**Exercices:**
- A) Quel est le montant du plan quantique français lancé par Emmanuel Macron le 21 janvier, selon l'interview sur le plan quantique ?
- B) Dans l'interview sur le plan quantique, recopiez tout le passage depuis « Cécile Chaigneau » jusqu'à « manquer de prendre ? ».

**Texte de lecture:**
____
Plan quantique : « Il faut identifier les cas d’usage et créer un vivier quantique en France » (Xavier Vasques, IBM Systems)

INTERVIEW. Depuis 2018, IBM a installé à Montpellier son premier et encore unique centre quantique. Alors qu’Emmanuel Macron a lancé, le 21 janvier, un ambitieux plan quantique français de 1,8 milliard d'euros pour faire de la France un leader du secteur, Xavier Vasques, directeur mondial des centres technologiques IBM Systems, décrypte les promesses et les enjeux de cette technologie révolutionnaire qui intéresse de nombreux secteurs industriels, et précise quelle sera l’implication d’IBM dans cette stratégie.
Cécile Chaigneau
Xavier Vasques, directeur mondial des centres technologiques IBM Systems.
Xavier Vasques, directeur mondial des centres technologiques IBM Systems. (Crédits : IBM)

La Tribune - Pouvez-vous rappeler ce qu'est l'informatique quantique et quel est ce virage que la France ne doit pas manquer de prendre ?

Xavier Vasques - Cette technologie qui fait partie du monde sous-atomique. La plupart des phénomènes naturels sont régis par des lois physiques, comme la relativité d'Einstein. Alors qu'il existe un autre monde, celui de l'infiniment petit. L'informatique quantique utilise les lois et les propriétés physiques et mathématiques de l'infiniment petit, fondées notamment sur le principe de superposition : quand l'ordinateur standard est régi par le binaire, des 0 et des 1, l'informatique quantique utilise des Qubits, c'est à dire des bits quantiques qui peuvent prendre différentes probabilités utilisant à la fois le 0 et le 1. Ce qui permettra de faire des calculs complexes, difficiles à faire avec les technologies d'aujourd'hui.
____
**Jeu d'entrées:**
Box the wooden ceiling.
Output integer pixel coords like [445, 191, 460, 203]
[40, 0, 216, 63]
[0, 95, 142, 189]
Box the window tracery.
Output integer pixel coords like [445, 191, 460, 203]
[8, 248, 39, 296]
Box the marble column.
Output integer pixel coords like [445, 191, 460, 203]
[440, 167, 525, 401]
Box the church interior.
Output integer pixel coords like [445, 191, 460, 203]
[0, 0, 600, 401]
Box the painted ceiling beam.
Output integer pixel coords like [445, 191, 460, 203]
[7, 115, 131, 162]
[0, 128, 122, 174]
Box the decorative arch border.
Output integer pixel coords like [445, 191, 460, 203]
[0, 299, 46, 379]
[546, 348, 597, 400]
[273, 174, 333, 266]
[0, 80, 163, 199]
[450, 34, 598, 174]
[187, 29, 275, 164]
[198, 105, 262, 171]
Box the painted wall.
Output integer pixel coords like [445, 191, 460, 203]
____
**Corrigé détaillé:**
- A) 1,8 milliard d'euros.

- B)
Cécile Chaigneau
Xavier Vasques, directeur mondial des centres technologiques IBM Systems.
Xavier Vasques, directeur mondial des centres technologiques IBM Systems. (Crédits : IBM)

La Tribune - Pouvez-vous rappeler ce qu'est l'informatique quantique et quel est ce virage que la France ne doit pas manquer de prendre ?